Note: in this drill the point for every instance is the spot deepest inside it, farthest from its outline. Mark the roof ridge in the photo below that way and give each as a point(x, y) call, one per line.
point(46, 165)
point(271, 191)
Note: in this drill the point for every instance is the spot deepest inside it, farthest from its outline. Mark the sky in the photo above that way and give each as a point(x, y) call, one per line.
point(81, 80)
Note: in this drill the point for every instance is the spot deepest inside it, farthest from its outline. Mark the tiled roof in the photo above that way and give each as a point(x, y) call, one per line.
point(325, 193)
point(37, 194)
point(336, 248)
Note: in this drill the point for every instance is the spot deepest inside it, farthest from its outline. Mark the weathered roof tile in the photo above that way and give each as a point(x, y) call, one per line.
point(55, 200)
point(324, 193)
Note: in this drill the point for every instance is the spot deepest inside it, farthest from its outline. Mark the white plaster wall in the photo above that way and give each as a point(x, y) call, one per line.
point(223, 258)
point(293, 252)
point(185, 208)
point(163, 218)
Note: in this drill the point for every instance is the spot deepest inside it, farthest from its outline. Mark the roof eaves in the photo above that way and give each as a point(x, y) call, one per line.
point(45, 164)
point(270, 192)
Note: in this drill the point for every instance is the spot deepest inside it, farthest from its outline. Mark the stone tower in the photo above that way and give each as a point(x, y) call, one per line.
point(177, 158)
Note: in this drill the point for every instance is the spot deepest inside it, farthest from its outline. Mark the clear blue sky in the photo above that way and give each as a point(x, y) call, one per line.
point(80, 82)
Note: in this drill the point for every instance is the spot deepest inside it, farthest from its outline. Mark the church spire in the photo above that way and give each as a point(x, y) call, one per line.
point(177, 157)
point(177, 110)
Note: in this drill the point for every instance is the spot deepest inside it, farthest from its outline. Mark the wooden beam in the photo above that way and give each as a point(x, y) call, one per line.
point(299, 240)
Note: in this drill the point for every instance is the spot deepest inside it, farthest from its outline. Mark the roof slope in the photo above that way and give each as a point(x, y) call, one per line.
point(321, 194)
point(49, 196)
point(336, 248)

◇ ◇ ◇ ◇ ◇ ◇ ◇

What is expected -
Can you write out all the records above again, word for word and unchanged?

Complete response -
Note: in this drill the point for every instance is the spot deepest inside it, farthest from its outline. Mark the roof ridge in the photo below that way and give each as a point(x, y) call, one per line.
point(46, 165)
point(271, 191)
Note: in this drill the point for every instance is the spot deepest inside it, farthest from its outline. Mark the sky in the photo above that way and give each as a point(x, y) call, one per line.
point(81, 80)
Note: in this drill the point for every instance is the spot deepest inside it, farthest from its outline. Mark the tiled roof in the photo above that way and give each as a point(x, y) call, one per line.
point(325, 193)
point(37, 194)
point(336, 248)
Note: in this drill the point for every instance is the spot deepest inside it, farthest from its outline. Mark the weathered roof tile in the photo above that way and give each as a point(x, y) call, one per line.
point(55, 200)
point(324, 193)
Note: in this drill the point for every instance is the spot deepest inside it, farthest from its outline. Mark the white plaster wall in the photo above that way and give each as a point(x, y) call, one per line.
point(223, 258)
point(293, 252)
point(185, 208)
point(163, 218)
Note: in this drill the point for every instance is the spot deepest inside it, farthest from its outline. Mark the roof eaves in the photo above that way and give each as a point(x, y) call, one per line.
point(45, 164)
point(270, 192)
Note: in this drill the point for every instance is the spot deepest inside it, farthest from its outline. Mark the stone tower in the photo above that way and give each as a point(x, y) call, one per line.
point(177, 158)
Note: in this drill the point for every instance is the spot deepest inside it, farthest from its outline. Mark the clear blue sky in the photo above that way and give each as a point(x, y) call, one per line.
point(80, 82)
Note: in this drill the point for every instance is the spot deepest inside it, farthest from its outline. Mark the church spire in the photo above that way and give each as a point(x, y) call, one per line.
point(177, 157)
point(177, 110)
Note: in this drill the point for every instance is the spot deepest inside it, farthest from its outline. Mark the wooden beam in the photo above that way and give each as a point(x, y) call, one per line.
point(299, 240)
Note: in this drill the point for every instance is the spot deepest inside it, farthest from its outline. Mark the roof slope in the photo above that way and give each as a point(x, y) call, one per line.
point(321, 194)
point(49, 196)
point(336, 248)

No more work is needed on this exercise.